**Text passage**
= = = = =

For all \(v\in V\), \( gain (v)\in [0, d(v) + 1]\), \( loss (v)\in [0, d(v) + 1]\).

In MinDS solving, we have a proposition below which shows the set of vertices whose score needs to be updated.

Proposition 3

  1. 1.

    When a vertex u is added or removed, for any vertex \(v \not \in N^2(u)\), \( gain (v)\)/\( loss (v)\) remains unchanged.

  2. 2.

    If \( gain (v)\) or \( loss (v)\) is changed, then at least one vertex \(u \in N^2(v)\) has been added or removed.

In any step, a vertex v has two possible states: inside D and outside D. We use age(v) to denote the number of steps that have been performed since last time v’s state was changed.

2.2 An Iterative Local Search Framework

Algorithm 1 presents a local search framework for MinDS. It consists of the construction phase (Line 1) and the local search phase (Lines 2 to 8).

figure a

In our algorithm, we will adopt a simple greedy strategy to implement InitDS(G), which works as follows. Given an empty set D, repeat the following operations until D becomes a dominating set: select a vertex \(v \not \in D\) with the maximum gain and add v into D, breaking ties randomly. Actually we can use the data reduction rules in [2] to generate better initial solutions and more importantly simplify the input graph. Yet currently we do not do so, because our main concern in this paper is to develop an efficient local search algorithm.

In the local search phase, each time a k-sized dominating set is found (Line 3), the algorithm removes a vertex from D (Line 5) and proceeds to search for a \((k-1)\)-sized dominating set, until a certain time limit is reached (Line 2). A local move consists of exchanging a pair of vertices (Line 8): a vertex \(u \in D\) is removed from D, and a vertex \(v \not \in D\) is added into D. Such an exchanging procedure is also called a step or an iteration by convention. In our algorithm, we also employ a predicate \( lastStepImproved \) s.t. \( lastStepImproved = true \) iff the number of uncovered vertices was decreased in the last step. This predicate will be used in the best-picking with probabilistic walk strategy we propose. Lastly, when the algorithm terminates, it outputs the smallest dominating set that has been found.

2.3 A Fast Hashing Function

In order to detect revisiting, we will use the hash function in [12] which is shown below.

Definition 1

Given a candidate set D and a prime number p, we define the hash value of D, denoted by \( hash (D)\), as \((\sum _{v_i \in D}{2^i}) \mod p\), which maps a candidate set D to its hash entry hash(D).

Also, they showed that each time a vertex is added or removed, the hash value can be updated in O(1) complexity.

2.4 Geometric Distribution

To analyze the complexity of our algorithm, we first introduce Geometric Distribution which depicts the probability that the first success occurs in a particular trial.

Definition 2

A random variable X has a geometric distribution if the probability that the \(k^{th}\) trial (out of k trials) is the first success is \(Pr(X=k) = (1-p)^{k-1}p\), where k is a positive integer and p denotes the probability of success in a single trial.

Then the average number of trials needed for the first success is \(\frac{1}{p}\) according to the following theorem [19].

Theorem 1

If X is a geometric random variable with parameter p, then the expected value E(X) is given by \(\frac{1}{p}\).

= = = = =

**Given material**
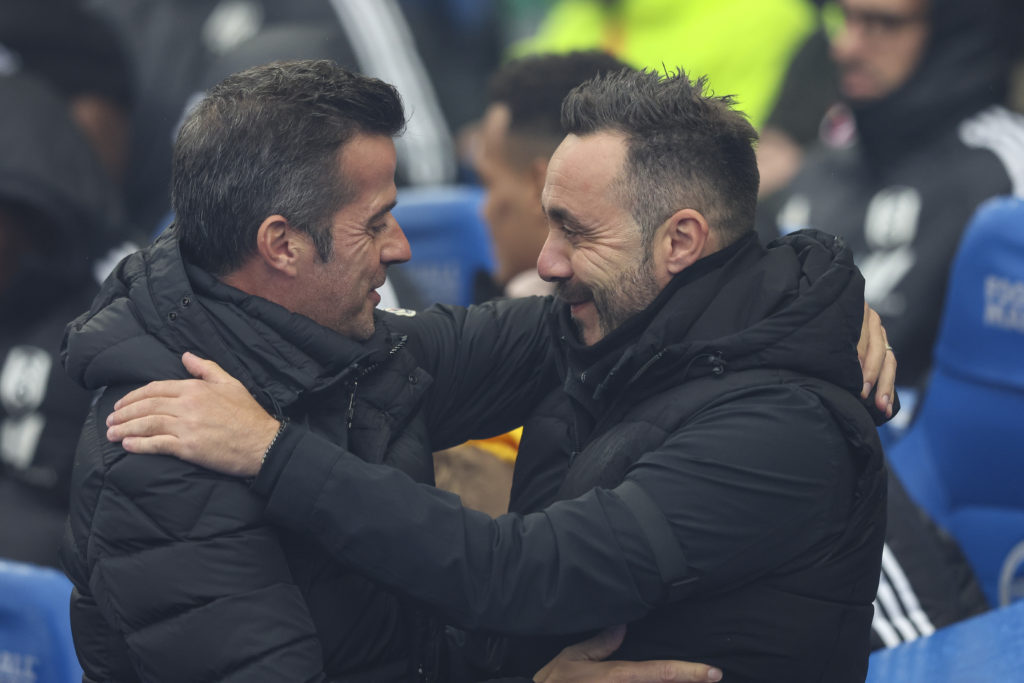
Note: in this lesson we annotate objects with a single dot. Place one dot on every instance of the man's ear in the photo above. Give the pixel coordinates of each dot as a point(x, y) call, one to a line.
point(280, 245)
point(683, 239)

= = = = =

**Instructions to follow**
Please extract, word for word, the part of the dominating-set search passage above that begins at the words "Given a candidate" and stops after the words "in O(1) complexity.".

**Result of the exercise**
Given a candidate set D and a prime number p, we define the hash value of D, denoted by \( hash (D)\), as \((\sum _{v_i \in D}{2^i}) \mod p\), which maps a candidate set D to its hash entry hash(D).

Also, they showed that each time a vertex is added or removed, the hash value can be updated in O(1) complexity.